==== 原始文本 ====

1919年2、3月间,林纾站在旧文人的立场,先后发表影射小说《荆生》、《妖梦》和给北京大学校长蔡元培的两封公开信,顽固维护封建伦常和文言文,诋毁和攻击新文化运动。论者述及这段历史,都说林纾是迫不及待地跳将出来,成了攻击新文化运动的急先锋。那么,林纾为何跳将出来?换句话说,顽固的守旧文人多多,为什么独独林纾出场攻击新文化的运动,成为守旧文人的代言人?对于这个问题,论者往往不予深究。本文要指出的是,林纾的出场和攻击,乃在新文化人的预谋之中,应着重从新文化人的策略效应的角度来解释。

====

• [待办事项]
• 1. 以下三种说法是否符合关于林纾攻击新文化运动的这段文字?(a) 林纾在1919年2、3月间发表了给蔡元培的两封公开信;(b) 论者通常深入追究林纾为何出场;(c) 本文认为林纾的出场在新文化人的预谋之中。请逐条答"是"或"否",并原样引出原文中起决定作用的词句。
• 2. 用两句话概括这段关于林纾攻击新文化运动的文字。
• 3. 接着这段讲林纾攻击新文化运动的文字往下续写。

==== 所给数据 ====

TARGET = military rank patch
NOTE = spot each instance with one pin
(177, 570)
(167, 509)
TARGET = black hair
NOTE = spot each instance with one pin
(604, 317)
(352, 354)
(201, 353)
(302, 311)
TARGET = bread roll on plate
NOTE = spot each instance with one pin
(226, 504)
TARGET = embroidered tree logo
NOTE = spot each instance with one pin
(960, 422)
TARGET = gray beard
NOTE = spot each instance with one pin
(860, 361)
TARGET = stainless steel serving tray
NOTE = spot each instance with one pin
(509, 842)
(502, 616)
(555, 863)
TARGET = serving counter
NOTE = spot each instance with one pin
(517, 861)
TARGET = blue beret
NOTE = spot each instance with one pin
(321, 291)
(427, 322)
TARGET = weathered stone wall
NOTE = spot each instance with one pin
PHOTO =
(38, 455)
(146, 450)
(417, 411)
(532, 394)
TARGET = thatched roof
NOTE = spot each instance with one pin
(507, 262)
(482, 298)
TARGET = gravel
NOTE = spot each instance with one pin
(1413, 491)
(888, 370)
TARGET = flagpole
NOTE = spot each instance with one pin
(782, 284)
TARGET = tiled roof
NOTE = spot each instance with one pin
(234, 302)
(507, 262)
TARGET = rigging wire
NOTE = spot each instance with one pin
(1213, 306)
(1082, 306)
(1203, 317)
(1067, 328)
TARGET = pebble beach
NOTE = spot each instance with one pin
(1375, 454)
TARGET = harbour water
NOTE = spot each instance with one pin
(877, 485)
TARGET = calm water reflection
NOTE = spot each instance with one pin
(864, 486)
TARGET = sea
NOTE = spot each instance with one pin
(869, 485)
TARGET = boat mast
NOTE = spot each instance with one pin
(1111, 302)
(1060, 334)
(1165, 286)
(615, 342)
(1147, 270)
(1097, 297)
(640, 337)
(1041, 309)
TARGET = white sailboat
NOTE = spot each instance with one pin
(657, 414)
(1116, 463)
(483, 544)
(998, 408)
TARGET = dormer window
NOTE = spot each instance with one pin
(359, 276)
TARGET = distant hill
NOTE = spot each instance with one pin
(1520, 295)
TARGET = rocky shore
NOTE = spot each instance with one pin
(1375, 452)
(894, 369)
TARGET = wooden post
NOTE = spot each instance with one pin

====

• [依次作答]
• 1.
(a) 是:"先后发表影射小说《荆生》、《妖梦》和给北京大学校长蔡元培的两封公开信"
(b) 否:"对于这个问题,论者往往不予深究。"
(c) 是:"林纾的出场和攻击,乃在新文化人的预谋之中"

• 2. 1919年2、3月间,林纾发表影射小说和致蔡元培的公开信,维护封建伦常和文言文,攻击新文化运动,论者多称他为急先锋,却往往不深究为何独独是他出场。本文指出,林纾的出场和攻击在新文化人的预谋之中,应从新文化人的策略效应角度来解释。

• 3.
新文化运动初期,旧派人物尽管对新文化人的反旧伦理、反旧文学恨之入骨,但表面上大多置之不理,采取“默杀”策略,虽然也有个别人公开出来反击,但都缺乏代表性。正如郑振铎后来在《五四以来文学上的论事》中所说的,自从新文化人发动文学革命以来,“始终不曾遇到过一个有力的敌人……因之,有许多见解他们便不能发挥尽致。旧文人们的反抗言论既然竟是寂寂无闻,他们便好象是尽在空中挥拳,不能不有寂寞之感。”①鲁迅在《呐喊·自序》中说,他之所以发表文章,投入新文化运动,就是为了给当时在寂寞中奔驰的猛士们以支持和慰藉,使他们免于既得不到赞同又没有人来反对的寂寞的悲哀。为了打破寂寞,推动新文化运动的深入开展,新文化人自觉或不自觉地实施了一种策略,即选择对手,迫其出场,以便在论战中击败旧思潮、旧文学,确立新思潮和白话文的地位。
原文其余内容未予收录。